_Passage:_
═══

I'm curious what this data would look like collated by drive birth date rather than (or in 3D addition to) age. I wouldn't use that as the "primary" way to look at things, but it could pop some interesting bits. Maybe one of the manufacturers had a shipload of subpar grease? Slightly shittier magnets? Poor quality silicon? There's all kinds of things that could cause a few months of hard drive manufacture to be slightly less reliable…
(Also: "Accumulated power on time, hours:minutes 37451*:12, Manufactured in week 27 of year 2014" — I might want to replace these :D — * pretty sure that overflowed at 16 bit, they were powered on almost continuously & adding 65536 makes it 11.7 years.)
Over the past couple of years, I've been side hustling a project that requires buying ingredients from multiple vendors. The quantities never work out 1:1, so some ingredients from the first order get used with some from a new order from a different vendor. Each item has its own batch number which when used together for the final product yields a batch number on my end. I logged my batch number with the batch number for each of the ingredients in my product. As a solo person, it is a mountain of work, but nerdy me goes to that effort.
I'd assume that a drive manufacture does similar knowing which batch from which vendor the magnets, grease, or silicon all comes from. You hope you never need to use these records to do any kind of forensic research, but the one time you do need it makes a huge difference. So many people doing similar products that I do look at me with a tilted head while their eyes go wide and glaze over as if I'm speaking an alien language discussing lineage tracking.
Are you using a merkle tree for batch ids?:
…where f = hash for a merkle tree with fixed size (but huge!) batch numbers, and f = repr for increasingly large but technically decipherable pie IDs.crust = f({flour, butter}) filling = f({fruit, sugar}) pie = f({crust, filling})
No. That sounds like someone that's had some sort of theory before. I just started up an uneducated man's database in the form of a spreadsheet. My batch 1001 sheet has all of the data necessary. My batch 1002 sheet has all of its data. I'm just a simpleton when it comes to this stuff.
> it is a mountain of work, but nerdy me goes to that effort.
Presumably required for compliance, if you're selling your products..
Are there decent softwares for tracking this? Or do you use custom spreadsheets or something?
I just listed everything in spreadsheets. I have no insights into what real companies do. It's a major case of fake it till you make it. I know enough to that tracking this info is a good idea, so I brute forced it. I now at least have the data to use in a real system if that ever needs to be. Unlikely. I don't even have a company formed or do any kind of sales. It's all been a very involved hobby, with products given away. It's just been a fun way of being able to push back from the keyboard while not sitting on the couch in front of yet another screen.
What I'm aware of in the industry is that the large ones use SAP. Dunno if SAP provides that from scratch or if it's custom-built though, but I'd take a guess that it comes with their standard inventory/materials tracking/invoice handling package.
Edit: looked it up, yep, part of SAP HANA LO-BM [1].
[1] https://help.sap.com/docs/SAP_S4HANA_ON-PREMISE/4eb099dbc8a6...
Every decent ERP has it, even Microsoft ones, because anyone trading in any kind of food (batch tracking) or anything tech (serial nos) need it.
I didn't even know Microsoft had an ERP solution. Wtf
Why wouldn't they? They bought a number of established and emerging solutions and integrated them into their business licensing and sales, upgrading them as their platforms evolved. Some date back 40 years, starting as a standalone DOS program, now a SaaS.

═══

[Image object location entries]

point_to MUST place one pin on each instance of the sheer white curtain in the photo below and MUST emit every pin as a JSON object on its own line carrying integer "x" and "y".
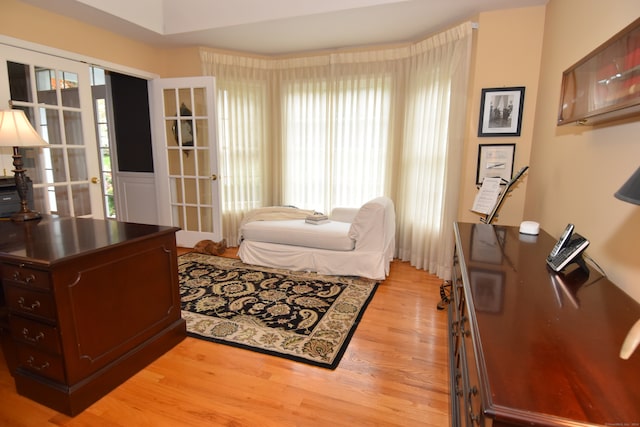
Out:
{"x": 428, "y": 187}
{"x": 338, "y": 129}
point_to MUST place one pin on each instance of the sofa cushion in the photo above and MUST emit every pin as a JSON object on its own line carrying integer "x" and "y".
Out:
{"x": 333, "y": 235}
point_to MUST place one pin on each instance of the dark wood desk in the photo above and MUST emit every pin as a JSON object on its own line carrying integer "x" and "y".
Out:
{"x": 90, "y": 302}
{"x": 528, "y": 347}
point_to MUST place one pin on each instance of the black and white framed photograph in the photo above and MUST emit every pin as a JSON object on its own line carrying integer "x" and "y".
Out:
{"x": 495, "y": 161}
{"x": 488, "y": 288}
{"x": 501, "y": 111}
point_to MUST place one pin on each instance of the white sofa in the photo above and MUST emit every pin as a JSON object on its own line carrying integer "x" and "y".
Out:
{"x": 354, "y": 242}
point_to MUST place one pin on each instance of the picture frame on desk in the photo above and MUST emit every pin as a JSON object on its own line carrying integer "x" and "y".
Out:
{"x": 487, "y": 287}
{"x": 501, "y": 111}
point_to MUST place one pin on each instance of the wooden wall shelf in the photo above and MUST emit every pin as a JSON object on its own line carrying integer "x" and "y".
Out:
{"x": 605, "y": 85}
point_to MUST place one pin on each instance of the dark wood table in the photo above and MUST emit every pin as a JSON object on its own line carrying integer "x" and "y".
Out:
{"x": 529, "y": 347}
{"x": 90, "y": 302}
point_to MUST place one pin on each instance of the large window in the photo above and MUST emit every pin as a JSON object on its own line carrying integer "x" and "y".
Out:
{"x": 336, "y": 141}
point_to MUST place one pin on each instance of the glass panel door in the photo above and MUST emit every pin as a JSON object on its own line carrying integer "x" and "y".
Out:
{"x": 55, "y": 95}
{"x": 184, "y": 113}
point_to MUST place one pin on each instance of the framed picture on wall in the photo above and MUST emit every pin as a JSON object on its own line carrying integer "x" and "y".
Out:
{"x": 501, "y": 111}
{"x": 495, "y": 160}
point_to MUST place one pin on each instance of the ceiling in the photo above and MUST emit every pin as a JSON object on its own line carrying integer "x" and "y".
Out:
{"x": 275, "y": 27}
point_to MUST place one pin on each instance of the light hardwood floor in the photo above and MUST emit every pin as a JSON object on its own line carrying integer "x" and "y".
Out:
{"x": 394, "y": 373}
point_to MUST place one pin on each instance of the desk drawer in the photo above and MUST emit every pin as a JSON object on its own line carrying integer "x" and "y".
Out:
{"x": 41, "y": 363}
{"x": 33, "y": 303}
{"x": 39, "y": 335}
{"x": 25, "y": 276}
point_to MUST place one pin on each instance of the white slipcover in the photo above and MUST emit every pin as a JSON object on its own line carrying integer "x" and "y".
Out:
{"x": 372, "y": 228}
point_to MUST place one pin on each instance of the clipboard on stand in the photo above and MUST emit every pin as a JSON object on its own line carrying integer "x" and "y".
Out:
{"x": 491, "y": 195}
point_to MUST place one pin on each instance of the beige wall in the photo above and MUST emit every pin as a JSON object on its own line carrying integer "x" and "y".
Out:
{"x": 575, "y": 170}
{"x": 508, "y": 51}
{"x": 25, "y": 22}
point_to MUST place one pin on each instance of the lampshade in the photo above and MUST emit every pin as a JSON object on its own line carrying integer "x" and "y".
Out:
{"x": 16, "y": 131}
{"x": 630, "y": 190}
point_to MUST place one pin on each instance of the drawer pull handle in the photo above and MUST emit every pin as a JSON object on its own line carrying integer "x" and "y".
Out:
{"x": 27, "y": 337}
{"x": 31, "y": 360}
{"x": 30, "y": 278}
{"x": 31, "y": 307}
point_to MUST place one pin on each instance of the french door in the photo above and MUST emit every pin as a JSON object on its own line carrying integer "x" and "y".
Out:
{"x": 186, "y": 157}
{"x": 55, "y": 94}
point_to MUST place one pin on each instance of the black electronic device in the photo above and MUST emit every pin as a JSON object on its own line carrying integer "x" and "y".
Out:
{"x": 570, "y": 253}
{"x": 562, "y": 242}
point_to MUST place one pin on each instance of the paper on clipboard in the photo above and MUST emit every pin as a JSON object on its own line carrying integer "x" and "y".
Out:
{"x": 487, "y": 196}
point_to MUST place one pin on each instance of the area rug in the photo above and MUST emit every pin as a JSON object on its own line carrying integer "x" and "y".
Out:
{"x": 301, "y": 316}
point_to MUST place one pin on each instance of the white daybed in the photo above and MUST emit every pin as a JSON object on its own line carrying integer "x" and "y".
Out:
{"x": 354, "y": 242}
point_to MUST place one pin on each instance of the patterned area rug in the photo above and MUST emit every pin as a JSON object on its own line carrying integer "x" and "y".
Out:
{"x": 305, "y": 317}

═══

_Given exercise:_
Reproduce the forum thread word for word from "I'm curious what" to "it 11.7 years.)".

_Written solution:_
I'm curious what this data would look like collated by drive birth date rather than (or in 3D addition to) age. I wouldn't use that as the "primary" way to look at things, but it could pop some interesting bits. Maybe one of the manufacturers had a shipload of subpar grease? Slightly shittier magnets? Poor quality silicon? There's all kinds of things that could cause a few months of hard drive manufacture to be slightly less reliable…
(Also: "Accumulated power on time, hours:minutes 37451*:12, Manufactured in week 27 of year 2014" — I might want to replace these :D — * pretty sure that overflowed at 16 bit, they were powered on almost continuously & adding 65536 makes it 11.7 years.)